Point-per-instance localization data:
══════

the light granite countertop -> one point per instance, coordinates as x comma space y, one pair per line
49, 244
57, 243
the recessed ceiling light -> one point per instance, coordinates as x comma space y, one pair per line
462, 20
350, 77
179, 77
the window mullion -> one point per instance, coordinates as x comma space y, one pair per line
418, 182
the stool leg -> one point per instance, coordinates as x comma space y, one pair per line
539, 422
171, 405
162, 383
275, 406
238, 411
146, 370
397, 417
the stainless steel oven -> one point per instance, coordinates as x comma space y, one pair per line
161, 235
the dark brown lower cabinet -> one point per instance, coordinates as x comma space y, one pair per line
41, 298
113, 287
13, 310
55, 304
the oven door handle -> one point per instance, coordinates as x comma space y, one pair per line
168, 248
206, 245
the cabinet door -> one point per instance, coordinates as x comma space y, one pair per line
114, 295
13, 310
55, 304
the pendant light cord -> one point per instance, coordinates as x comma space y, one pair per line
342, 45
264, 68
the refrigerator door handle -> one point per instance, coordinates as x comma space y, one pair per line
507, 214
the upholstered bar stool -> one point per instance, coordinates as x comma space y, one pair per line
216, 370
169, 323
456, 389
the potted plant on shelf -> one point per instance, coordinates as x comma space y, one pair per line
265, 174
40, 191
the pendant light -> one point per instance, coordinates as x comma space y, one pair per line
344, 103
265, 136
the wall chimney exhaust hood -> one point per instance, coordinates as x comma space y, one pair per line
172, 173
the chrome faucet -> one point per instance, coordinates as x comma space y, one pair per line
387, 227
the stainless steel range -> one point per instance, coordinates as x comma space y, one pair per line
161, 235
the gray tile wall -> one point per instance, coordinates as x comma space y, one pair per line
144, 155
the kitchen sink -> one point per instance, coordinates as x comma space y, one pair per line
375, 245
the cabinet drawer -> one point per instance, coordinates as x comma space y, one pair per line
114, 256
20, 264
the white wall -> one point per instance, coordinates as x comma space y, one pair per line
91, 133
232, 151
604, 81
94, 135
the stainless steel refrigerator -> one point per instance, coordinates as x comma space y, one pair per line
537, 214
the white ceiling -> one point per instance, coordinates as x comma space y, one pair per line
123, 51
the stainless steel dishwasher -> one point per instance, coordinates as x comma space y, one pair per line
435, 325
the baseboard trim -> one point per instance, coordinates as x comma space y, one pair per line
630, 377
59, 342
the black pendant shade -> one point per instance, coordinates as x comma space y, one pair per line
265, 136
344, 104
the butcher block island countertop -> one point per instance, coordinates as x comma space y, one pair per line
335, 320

══════

* **What the task asks**
Exactly as they stand, repeat all the records.

* **Answer box**
the light granite countertop -> one point per instance, coordinates as x comma space y, one pair per line
49, 244
57, 243
the recessed ceiling light -> one point per instance, coordinates as x comma space y, one pair per line
462, 20
350, 77
179, 77
the window mullion -> one point per instance, coordinates as x comma space y, one pair per line
418, 182
the stool leg -> one point per instance, coordinates as x comma space y, one pair per line
539, 422
171, 405
162, 383
275, 406
238, 411
146, 370
397, 417
the stainless steel oven -> one point per instance, coordinates as x comma space y, one pair per line
161, 235
the dark brown lower cabinet -> one point per instance, coordinates as x comma space y, one pair per line
41, 298
113, 287
13, 310
55, 304
the oven door handle -> one point per instance, coordinates as x comma space y, one pair per line
168, 248
206, 245
the cabinet door -> one point per instance, coordinates as x comma space y, one pair per line
114, 295
13, 310
55, 304
the pendant light cord -> one point per instance, coordinates as x comma space y, one pair per line
342, 45
264, 68
the refrigerator door handle -> one point per instance, coordinates as x comma space y, one pair per line
507, 214
the upholstered bar stool -> one point per instance, coordinates as x comma space y, one pair per line
216, 370
169, 323
456, 389
the potted plant on shelf -> one point per instance, coordinates as x comma space y, one pair per line
265, 174
40, 191
the pendant light -> one point per instance, coordinates as x comma space y, one pair per line
344, 103
265, 136
the wall chimney exhaust hood -> one point per instance, coordinates as x comma space y, one pair per line
172, 173
the chrome faucet -> one point per instance, coordinates as x comma space y, one pair per line
387, 227
the stainless steel range -> one point per instance, coordinates as x comma space y, one pair per line
161, 235
the gray tile wall -> one point per instance, coordinates as x comma space y, one pair per line
144, 155
the kitchen sink -> one point per instance, coordinates as x comma space y, one pair per line
375, 245
the cabinet drawer -> one point per instance, coordinates as x comma space y, one pair per line
114, 256
20, 264
the white wall -> one point per instance, coordinates as x comma space y, one pair per line
91, 133
232, 151
604, 81
94, 135
the stainless steel refrigerator -> one point per instance, coordinates as x comma space y, one pair per line
537, 214
the white ceiling -> one point per instance, coordinates as x comma space y, one pair per line
123, 51
the stainless steel dishwasher -> one point per instance, coordinates as x comma space y, one pair per line
435, 325
the baseboard trim -> one point per instance, coordinates as x comma space y, one pair per line
630, 377
59, 342
the black pendant shade -> one point per instance, coordinates as x comma space y, one pair per line
265, 136
344, 104
the butcher block island countertop -> one point per instance, coordinates as x comma space y, one pair per line
335, 320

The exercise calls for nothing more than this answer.